In July 2010, he went on trial with Forest Green Rovers, before joining the Conference Premier club on 13 August. He scored his first goal for the club in August 2010 in only his second appearance against Wrexham. On 21 January 2011, he was awarded a new contract until the end of 2011–12 by Forest Green, after a number of impressive appearances. After suffering an injury in the latter months of 2010–11, Klukowski was required to have surgery and returned to first-team action at the start of 2011–12. He scored his first goal of the season in a 6–1 away win over Alfreton Town on 20 August 2011, after converting James Rowe's cross. On 31 March 2012, in a home match against Barrow, Klukowski scored his first hat-trick for Forest Green. Klukowski ended 2011–12 as Forest Green's top scorer with 18 goals from 45 appearances.

Extracted material:
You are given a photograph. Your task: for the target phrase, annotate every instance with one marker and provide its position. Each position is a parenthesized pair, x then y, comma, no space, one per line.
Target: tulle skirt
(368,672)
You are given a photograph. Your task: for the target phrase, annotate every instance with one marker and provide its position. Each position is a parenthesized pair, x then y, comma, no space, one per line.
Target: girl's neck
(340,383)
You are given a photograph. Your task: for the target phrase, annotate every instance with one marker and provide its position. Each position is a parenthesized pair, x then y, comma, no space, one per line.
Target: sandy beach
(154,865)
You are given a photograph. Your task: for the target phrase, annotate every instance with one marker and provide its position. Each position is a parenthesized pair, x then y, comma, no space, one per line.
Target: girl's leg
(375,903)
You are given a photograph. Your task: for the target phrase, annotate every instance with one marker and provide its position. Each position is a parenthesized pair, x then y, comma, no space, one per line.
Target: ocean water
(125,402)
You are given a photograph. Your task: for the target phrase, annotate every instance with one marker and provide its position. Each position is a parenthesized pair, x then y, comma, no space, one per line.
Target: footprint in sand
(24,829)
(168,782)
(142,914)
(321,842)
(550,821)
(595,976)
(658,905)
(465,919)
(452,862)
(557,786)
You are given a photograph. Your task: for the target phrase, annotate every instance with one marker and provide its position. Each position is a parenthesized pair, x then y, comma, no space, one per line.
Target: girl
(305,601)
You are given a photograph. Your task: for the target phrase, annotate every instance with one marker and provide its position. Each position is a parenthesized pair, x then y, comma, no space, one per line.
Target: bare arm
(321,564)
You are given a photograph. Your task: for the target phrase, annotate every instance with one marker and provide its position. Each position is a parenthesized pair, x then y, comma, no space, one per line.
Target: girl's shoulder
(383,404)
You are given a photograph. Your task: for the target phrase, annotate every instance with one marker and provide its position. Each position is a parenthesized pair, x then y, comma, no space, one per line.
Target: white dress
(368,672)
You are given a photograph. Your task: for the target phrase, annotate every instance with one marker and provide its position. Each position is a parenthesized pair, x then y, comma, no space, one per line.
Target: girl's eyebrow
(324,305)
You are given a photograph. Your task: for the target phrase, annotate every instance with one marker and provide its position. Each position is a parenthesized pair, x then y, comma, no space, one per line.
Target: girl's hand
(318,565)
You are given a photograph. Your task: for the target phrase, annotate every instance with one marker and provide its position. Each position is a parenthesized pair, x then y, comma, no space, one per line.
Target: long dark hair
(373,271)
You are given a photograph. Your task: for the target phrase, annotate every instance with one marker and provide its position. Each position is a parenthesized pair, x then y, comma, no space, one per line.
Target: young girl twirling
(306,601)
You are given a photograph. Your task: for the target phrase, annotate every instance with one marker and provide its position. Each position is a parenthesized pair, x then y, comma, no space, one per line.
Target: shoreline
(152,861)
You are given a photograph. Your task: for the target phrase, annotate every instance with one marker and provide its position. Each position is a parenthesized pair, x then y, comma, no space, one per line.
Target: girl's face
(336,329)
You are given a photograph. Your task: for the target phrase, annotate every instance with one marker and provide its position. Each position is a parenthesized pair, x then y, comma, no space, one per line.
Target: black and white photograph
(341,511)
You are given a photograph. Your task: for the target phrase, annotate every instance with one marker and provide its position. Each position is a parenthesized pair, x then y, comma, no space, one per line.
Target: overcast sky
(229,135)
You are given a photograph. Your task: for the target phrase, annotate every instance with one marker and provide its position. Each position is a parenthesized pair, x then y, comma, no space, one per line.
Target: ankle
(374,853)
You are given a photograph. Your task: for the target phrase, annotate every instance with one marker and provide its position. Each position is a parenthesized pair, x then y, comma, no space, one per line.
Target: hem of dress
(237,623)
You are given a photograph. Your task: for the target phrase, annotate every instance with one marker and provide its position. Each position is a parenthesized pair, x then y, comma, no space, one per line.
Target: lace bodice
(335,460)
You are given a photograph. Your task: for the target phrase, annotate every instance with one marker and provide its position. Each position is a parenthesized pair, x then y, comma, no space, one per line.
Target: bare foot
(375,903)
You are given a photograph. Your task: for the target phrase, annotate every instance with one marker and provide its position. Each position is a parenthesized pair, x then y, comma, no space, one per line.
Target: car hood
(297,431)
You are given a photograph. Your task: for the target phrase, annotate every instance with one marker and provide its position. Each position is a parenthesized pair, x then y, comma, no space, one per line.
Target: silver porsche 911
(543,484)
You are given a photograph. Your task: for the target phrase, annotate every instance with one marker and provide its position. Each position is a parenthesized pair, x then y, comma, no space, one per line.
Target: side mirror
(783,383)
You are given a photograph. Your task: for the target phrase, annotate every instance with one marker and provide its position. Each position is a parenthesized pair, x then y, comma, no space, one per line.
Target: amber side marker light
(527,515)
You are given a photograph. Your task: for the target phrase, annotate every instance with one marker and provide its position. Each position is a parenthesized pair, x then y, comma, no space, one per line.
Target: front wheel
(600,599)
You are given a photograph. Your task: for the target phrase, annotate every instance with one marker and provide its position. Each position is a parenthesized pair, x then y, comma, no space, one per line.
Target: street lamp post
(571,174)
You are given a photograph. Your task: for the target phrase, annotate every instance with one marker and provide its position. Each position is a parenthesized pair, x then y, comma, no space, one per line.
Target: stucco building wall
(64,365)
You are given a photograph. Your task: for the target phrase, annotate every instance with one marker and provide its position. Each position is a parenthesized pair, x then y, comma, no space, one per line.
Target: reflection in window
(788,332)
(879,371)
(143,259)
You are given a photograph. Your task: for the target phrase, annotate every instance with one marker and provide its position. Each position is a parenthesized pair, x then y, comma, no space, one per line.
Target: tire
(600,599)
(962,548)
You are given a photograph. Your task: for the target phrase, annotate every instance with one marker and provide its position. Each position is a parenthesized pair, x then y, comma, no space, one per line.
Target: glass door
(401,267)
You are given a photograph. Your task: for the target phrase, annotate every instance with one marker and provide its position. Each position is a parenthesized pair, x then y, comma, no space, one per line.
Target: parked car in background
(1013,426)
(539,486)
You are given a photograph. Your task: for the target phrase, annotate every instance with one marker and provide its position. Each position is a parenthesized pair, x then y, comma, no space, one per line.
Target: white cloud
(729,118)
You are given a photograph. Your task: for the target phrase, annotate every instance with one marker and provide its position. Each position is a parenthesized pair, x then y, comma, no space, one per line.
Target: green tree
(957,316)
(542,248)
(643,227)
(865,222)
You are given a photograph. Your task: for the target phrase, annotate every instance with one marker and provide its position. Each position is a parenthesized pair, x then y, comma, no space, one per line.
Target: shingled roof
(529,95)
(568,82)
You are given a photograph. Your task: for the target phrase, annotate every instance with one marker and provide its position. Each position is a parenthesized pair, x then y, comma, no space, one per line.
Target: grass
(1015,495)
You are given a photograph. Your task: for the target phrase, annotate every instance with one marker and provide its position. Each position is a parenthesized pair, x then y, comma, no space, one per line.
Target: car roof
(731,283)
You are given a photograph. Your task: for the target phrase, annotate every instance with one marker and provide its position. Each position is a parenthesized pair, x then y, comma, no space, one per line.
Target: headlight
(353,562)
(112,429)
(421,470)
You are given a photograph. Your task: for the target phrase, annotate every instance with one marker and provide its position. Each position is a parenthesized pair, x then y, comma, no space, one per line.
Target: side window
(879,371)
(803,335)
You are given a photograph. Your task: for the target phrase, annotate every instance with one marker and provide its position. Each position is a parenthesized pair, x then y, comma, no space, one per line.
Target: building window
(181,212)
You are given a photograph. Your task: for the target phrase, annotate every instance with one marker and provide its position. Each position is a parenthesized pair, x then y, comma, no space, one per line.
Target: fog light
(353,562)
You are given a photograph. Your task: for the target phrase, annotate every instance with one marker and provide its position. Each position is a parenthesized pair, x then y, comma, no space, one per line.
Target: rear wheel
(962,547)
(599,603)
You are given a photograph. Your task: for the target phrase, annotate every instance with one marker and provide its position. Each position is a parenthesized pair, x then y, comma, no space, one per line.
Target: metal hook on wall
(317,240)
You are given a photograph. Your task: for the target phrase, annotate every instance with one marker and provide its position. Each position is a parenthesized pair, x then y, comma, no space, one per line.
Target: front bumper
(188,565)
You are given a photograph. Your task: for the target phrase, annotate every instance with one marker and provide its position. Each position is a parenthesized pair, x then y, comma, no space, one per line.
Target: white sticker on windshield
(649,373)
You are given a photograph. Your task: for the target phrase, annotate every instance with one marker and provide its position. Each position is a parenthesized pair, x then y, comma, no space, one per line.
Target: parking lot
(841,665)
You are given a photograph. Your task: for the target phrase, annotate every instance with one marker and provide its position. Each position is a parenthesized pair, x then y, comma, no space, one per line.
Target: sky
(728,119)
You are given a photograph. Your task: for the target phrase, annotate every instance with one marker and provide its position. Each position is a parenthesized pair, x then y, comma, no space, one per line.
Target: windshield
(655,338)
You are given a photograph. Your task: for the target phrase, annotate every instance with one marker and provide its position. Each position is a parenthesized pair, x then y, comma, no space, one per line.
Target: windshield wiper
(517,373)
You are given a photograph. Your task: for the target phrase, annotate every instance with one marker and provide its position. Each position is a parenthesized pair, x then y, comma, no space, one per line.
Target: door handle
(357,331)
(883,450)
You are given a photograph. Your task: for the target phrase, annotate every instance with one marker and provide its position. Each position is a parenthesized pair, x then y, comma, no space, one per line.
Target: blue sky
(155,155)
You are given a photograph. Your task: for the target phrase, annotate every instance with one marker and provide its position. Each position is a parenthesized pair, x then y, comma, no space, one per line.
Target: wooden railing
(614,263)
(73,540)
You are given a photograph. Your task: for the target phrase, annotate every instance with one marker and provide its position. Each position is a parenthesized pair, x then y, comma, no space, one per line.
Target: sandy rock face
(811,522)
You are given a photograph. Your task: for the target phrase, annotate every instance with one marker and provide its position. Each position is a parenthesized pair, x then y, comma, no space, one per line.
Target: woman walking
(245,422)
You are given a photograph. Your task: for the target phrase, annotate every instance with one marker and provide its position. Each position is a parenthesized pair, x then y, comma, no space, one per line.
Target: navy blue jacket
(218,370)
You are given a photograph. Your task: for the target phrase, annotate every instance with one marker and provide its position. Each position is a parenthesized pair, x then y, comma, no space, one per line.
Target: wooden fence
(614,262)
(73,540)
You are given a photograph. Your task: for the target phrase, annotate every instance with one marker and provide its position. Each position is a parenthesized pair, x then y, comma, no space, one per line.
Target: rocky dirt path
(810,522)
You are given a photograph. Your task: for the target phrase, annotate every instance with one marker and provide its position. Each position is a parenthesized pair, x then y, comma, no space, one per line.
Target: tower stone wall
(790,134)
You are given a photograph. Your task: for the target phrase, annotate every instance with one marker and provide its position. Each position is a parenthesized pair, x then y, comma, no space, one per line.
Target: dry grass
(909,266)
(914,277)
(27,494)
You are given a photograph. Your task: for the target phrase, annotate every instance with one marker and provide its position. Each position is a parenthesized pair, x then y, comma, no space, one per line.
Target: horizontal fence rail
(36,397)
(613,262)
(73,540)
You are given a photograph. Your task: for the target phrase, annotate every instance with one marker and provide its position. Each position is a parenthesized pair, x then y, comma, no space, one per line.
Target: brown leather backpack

Apply what you read:
**a)** Can you transcribe the Klukowski passage between "In July 2010, he" and "from 45 appearances.", inclusive?
**b)** Does the Klukowski passage agree with each statement below? Answer yes or no for each, quoting the deciding words. (i) Klukowski joined Forest Green on 13 August. (ii) His first hat-trick for Forest Green came in an away match against Barrow. (iii) Forest Green's January 2011 contract kept him until the end of 2010–11.

Exercise answers:
**a)**
In July 2010, he went on trial with Forest Green Rovers, before joining the Conference Premier club on 13 August. He scored his first goal for the club in August 2010 in only his second appearance against Wrexham. On 21 January 2011, he was awarded a new contract until the end of 2011–12 by Forest Green, after a number of impressive appearances. After suffering an injury in the latter months of 2010–11, Klukowski was required to have surgery and returned to first-team action at the start of 2011–12. He scored his first goal of the season in a 6–1 away win over Alfreton Town on 20 August 2011, after converting James Rowe's cross. On 31 March 2012, in a home match against Barrow, Klukowski scored his first hat-trick for Forest Green. Klukowski ended 2011–12 as Forest Green's top scorer with 18 goals from 45 appearances.

**b)**
(i) Yes: "before joining the Conference Premier club on 13 August"
(ii) No: "in a home match against Barrow, Klukowski scored his first hat-trick for Forest Green"
(iii) No: "he was awarded a new contract until the end of 2011–12 by Forest Green"